Data to process
☆ ☆ ☆ ☆ ☆

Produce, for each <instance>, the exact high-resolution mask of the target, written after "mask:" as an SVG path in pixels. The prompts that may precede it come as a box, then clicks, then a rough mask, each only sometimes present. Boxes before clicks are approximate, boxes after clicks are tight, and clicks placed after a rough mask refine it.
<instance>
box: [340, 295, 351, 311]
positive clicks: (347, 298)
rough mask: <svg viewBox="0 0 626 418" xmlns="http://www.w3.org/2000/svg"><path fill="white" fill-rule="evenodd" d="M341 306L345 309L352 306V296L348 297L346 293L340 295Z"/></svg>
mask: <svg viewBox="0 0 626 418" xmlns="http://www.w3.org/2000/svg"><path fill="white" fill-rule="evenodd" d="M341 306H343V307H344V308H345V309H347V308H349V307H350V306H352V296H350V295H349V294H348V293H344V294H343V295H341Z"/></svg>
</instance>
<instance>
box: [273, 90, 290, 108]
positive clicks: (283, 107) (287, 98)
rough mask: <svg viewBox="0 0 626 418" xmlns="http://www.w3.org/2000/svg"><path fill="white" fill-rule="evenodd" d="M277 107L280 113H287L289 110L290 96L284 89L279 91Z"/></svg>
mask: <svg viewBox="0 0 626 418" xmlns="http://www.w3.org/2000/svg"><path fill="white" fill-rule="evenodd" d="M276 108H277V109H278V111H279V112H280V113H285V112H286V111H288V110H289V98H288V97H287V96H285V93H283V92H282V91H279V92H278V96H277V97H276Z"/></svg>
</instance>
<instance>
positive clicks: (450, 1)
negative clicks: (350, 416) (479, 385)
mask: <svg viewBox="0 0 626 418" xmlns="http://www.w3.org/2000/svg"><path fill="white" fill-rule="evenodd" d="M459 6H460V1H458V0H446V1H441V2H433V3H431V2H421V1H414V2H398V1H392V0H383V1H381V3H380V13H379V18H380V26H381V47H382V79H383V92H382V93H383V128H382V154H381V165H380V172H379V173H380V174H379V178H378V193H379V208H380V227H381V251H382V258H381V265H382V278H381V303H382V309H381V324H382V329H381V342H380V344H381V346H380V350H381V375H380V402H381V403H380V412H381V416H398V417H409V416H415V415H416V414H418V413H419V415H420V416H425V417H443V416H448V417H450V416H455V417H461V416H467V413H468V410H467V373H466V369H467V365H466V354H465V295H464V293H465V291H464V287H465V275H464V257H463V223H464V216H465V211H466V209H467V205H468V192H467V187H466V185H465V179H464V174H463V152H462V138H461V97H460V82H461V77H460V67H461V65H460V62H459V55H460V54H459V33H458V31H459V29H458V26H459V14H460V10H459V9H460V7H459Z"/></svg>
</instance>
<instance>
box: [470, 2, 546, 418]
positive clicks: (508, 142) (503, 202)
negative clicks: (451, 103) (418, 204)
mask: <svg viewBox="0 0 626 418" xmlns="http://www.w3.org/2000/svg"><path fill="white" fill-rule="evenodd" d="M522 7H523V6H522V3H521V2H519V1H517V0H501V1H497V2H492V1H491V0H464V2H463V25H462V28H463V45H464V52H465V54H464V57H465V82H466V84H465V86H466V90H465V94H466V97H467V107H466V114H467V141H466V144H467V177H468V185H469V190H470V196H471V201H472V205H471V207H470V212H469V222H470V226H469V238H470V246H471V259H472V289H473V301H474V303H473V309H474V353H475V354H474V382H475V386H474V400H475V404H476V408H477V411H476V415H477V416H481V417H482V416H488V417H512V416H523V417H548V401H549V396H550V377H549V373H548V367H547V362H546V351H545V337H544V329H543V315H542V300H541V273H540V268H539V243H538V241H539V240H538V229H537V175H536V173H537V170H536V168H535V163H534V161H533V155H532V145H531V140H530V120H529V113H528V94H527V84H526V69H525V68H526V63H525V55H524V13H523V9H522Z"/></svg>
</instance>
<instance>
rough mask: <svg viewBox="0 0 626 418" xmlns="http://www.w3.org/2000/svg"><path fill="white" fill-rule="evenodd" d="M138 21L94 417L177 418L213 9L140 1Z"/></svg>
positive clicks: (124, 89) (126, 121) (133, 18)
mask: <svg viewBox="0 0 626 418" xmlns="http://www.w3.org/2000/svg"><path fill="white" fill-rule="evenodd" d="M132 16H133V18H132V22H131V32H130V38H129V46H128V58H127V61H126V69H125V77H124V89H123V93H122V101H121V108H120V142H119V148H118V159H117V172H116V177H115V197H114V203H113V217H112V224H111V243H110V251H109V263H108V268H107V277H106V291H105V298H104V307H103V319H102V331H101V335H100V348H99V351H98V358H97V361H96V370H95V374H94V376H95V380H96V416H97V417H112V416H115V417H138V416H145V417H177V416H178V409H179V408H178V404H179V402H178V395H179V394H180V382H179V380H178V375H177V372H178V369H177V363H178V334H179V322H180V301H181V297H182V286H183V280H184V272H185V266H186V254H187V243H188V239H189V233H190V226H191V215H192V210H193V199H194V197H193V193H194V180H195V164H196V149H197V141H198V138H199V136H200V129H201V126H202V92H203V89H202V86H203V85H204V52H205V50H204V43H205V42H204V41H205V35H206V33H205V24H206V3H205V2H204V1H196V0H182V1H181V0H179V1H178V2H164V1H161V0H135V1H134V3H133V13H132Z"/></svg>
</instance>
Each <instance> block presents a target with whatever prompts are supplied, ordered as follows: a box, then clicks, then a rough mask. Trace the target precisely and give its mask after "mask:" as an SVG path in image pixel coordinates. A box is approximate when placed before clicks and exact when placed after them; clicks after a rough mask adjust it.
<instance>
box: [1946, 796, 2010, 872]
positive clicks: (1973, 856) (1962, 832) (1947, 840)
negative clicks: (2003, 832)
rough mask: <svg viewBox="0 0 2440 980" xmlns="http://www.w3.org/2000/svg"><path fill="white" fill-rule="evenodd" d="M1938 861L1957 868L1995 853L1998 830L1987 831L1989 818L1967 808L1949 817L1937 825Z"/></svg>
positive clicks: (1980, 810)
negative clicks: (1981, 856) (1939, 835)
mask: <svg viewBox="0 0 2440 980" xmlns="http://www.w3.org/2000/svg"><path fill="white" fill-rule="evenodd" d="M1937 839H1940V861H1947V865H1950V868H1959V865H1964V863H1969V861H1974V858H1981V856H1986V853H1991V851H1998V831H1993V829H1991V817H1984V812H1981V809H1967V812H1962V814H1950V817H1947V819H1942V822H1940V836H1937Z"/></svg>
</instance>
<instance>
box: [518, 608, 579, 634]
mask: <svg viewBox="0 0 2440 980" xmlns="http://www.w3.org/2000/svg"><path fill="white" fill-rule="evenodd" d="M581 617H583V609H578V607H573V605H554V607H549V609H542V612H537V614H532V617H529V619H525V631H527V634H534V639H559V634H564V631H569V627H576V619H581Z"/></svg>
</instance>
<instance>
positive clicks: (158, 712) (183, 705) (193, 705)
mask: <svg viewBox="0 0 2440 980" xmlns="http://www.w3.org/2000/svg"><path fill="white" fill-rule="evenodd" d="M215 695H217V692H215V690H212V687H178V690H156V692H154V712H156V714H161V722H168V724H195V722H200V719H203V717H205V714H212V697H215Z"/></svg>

☆ ☆ ☆ ☆ ☆

Across the entries, how many lines hold the word "target"? Say only the number.

Answer to this task
2